Dataset excerpts:
Segment Open
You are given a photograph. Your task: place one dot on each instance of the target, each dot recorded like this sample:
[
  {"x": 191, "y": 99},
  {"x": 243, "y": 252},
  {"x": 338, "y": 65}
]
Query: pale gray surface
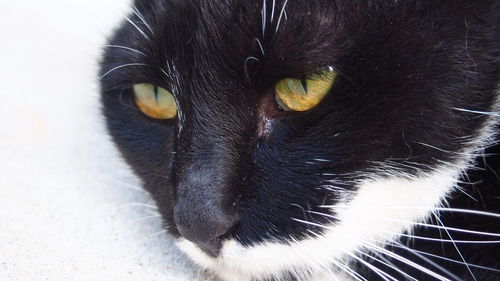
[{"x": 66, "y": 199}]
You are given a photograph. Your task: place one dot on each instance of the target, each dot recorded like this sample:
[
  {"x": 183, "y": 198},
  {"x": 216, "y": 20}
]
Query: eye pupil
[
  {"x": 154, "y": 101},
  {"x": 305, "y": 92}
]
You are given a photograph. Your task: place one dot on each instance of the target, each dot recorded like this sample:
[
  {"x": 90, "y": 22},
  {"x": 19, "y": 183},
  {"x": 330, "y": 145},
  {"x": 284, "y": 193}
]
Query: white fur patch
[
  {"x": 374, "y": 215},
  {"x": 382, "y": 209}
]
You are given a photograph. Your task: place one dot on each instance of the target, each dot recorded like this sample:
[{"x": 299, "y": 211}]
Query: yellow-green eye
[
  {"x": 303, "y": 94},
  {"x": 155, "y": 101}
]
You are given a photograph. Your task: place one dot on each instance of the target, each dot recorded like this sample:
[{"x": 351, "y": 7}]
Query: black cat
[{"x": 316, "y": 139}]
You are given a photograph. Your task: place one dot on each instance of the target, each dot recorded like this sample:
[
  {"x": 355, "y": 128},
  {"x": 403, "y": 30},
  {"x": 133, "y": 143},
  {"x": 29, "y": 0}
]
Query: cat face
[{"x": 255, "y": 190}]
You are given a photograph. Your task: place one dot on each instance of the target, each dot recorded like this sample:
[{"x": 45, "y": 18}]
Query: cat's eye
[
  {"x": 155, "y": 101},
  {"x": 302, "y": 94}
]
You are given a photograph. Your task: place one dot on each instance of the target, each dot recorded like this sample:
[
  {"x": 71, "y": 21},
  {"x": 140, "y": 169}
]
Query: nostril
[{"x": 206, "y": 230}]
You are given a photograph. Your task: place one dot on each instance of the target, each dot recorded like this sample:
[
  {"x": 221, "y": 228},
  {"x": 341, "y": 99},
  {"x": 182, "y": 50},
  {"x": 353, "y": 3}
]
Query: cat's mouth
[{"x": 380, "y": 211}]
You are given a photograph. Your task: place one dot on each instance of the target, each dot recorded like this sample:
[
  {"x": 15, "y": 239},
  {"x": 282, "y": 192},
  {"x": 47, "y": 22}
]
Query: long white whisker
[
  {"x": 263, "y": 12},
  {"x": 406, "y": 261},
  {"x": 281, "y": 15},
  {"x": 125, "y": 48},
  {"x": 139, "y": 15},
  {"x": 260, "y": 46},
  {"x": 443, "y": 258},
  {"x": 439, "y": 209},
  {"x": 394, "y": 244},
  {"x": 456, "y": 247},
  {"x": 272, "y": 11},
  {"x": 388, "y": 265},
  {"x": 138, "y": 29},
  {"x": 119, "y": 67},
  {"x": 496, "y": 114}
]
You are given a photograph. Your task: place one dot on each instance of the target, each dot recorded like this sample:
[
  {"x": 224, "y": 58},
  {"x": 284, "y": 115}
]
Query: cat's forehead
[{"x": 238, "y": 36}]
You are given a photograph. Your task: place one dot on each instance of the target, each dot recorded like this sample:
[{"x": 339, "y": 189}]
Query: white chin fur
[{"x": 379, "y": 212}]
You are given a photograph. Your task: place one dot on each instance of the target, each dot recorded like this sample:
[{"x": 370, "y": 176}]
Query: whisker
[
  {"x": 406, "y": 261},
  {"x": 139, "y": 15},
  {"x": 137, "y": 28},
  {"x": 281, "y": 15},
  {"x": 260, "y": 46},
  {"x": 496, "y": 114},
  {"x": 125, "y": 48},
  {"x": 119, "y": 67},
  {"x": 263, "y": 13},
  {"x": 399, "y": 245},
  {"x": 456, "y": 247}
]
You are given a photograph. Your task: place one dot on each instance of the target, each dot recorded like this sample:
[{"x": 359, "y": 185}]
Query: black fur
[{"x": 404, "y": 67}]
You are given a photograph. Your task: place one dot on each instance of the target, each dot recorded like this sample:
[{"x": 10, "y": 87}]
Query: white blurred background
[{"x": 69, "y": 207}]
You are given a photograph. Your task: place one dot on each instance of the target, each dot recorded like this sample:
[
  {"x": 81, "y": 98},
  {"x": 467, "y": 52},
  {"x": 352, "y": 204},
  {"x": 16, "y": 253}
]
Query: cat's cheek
Segment Closed
#### ABOUT THIS EXERCISE:
All of the lines above must be repeated without alteration, though the pictures are to be excluded.

#### WRITTEN ANSWER:
You are given a photograph. Your task: place one dot on each instance of the target, each dot recorded like this sample:
[
  {"x": 191, "y": 99},
  {"x": 243, "y": 252},
  {"x": 338, "y": 65}
]
Query: pale gray surface
[{"x": 66, "y": 199}]
You are given a photograph. Your task: place one dot on each instance of the target, each dot recorded like this sample:
[
  {"x": 183, "y": 198},
  {"x": 216, "y": 20}
]
Query: eye pupil
[
  {"x": 154, "y": 101},
  {"x": 305, "y": 92}
]
You are given a photograph. Your task: place one dot on each instance of the target, each dot recorded like this sample:
[
  {"x": 90, "y": 22},
  {"x": 19, "y": 183},
  {"x": 330, "y": 145},
  {"x": 284, "y": 193}
]
Query: white fur patch
[
  {"x": 374, "y": 215},
  {"x": 382, "y": 209}
]
You are given a photograph. Your task: place one dot on each instance of the target, each dot recorded like this sample:
[{"x": 299, "y": 211}]
Query: yellow-green eye
[
  {"x": 303, "y": 94},
  {"x": 155, "y": 101}
]
You are given a photograph. Your task: place one dot on each instance of the target, each dot recorded like this sample:
[{"x": 351, "y": 7}]
Query: black cat
[{"x": 316, "y": 139}]
You are given a photograph. Your task: place one dot on each instance of the target, each dot recorded like this sample:
[
  {"x": 355, "y": 128},
  {"x": 403, "y": 30},
  {"x": 133, "y": 143},
  {"x": 29, "y": 0}
]
Query: cat face
[{"x": 255, "y": 190}]
You are given a photograph. Your task: place one dot on each instance of the target, each dot recorded like this sample:
[{"x": 45, "y": 18}]
Query: cat's eye
[
  {"x": 155, "y": 101},
  {"x": 302, "y": 94}
]
You are given a photograph. Your task: place one dot on each instance of the target, each dot recorded like this sample:
[
  {"x": 71, "y": 21},
  {"x": 140, "y": 169}
]
Query: nostril
[{"x": 206, "y": 230}]
You are given a photograph. Your task: place one dot on each instance of the target, each dot recorded like this sample:
[
  {"x": 221, "y": 228},
  {"x": 341, "y": 99},
  {"x": 182, "y": 50},
  {"x": 353, "y": 3}
]
Query: cat's mouth
[{"x": 380, "y": 211}]
You are given a photograph. Your task: place one dot on each instance of the target, each dot recorded like this sample:
[
  {"x": 15, "y": 239},
  {"x": 282, "y": 192},
  {"x": 47, "y": 22}
]
Query: long white whisker
[
  {"x": 263, "y": 12},
  {"x": 406, "y": 261},
  {"x": 281, "y": 15},
  {"x": 125, "y": 48},
  {"x": 139, "y": 15},
  {"x": 260, "y": 46},
  {"x": 443, "y": 258},
  {"x": 439, "y": 209},
  {"x": 394, "y": 244},
  {"x": 456, "y": 247},
  {"x": 272, "y": 11},
  {"x": 388, "y": 265},
  {"x": 138, "y": 29},
  {"x": 119, "y": 67},
  {"x": 496, "y": 114}
]
You are given a photograph. Your task: place one dot on each instance of the target, each dot recorded like this sample:
[
  {"x": 224, "y": 58},
  {"x": 284, "y": 115}
]
Query: cat's forehead
[{"x": 238, "y": 36}]
You are given a photograph. Your task: place one dot on each instance of the target, each dot recorded like this sample:
[{"x": 339, "y": 189}]
Query: white chin fur
[{"x": 379, "y": 212}]
You are given a photograph. Your task: place one dot on each instance of the target, each dot recorded like this sample:
[{"x": 370, "y": 176}]
Query: whisker
[
  {"x": 406, "y": 261},
  {"x": 139, "y": 15},
  {"x": 137, "y": 28},
  {"x": 281, "y": 15},
  {"x": 260, "y": 46},
  {"x": 496, "y": 114},
  {"x": 125, "y": 48},
  {"x": 119, "y": 67},
  {"x": 263, "y": 13},
  {"x": 399, "y": 245},
  {"x": 456, "y": 247}
]
You are given a photograph. Your task: place one dot on each instance of the target, each dot recorded like this sample:
[{"x": 359, "y": 185}]
Query: black fur
[{"x": 404, "y": 67}]
You are given a photograph. Your task: place one dot on each instance of the target, each dot recorded like this sample:
[{"x": 10, "y": 87}]
Query: white blurred background
[{"x": 69, "y": 207}]
You are given a photograph. Your task: place one dot on each instance of the target, each dot recorded like this sample:
[
  {"x": 81, "y": 98},
  {"x": 467, "y": 52},
  {"x": 352, "y": 204},
  {"x": 16, "y": 253}
]
Query: cat's cheek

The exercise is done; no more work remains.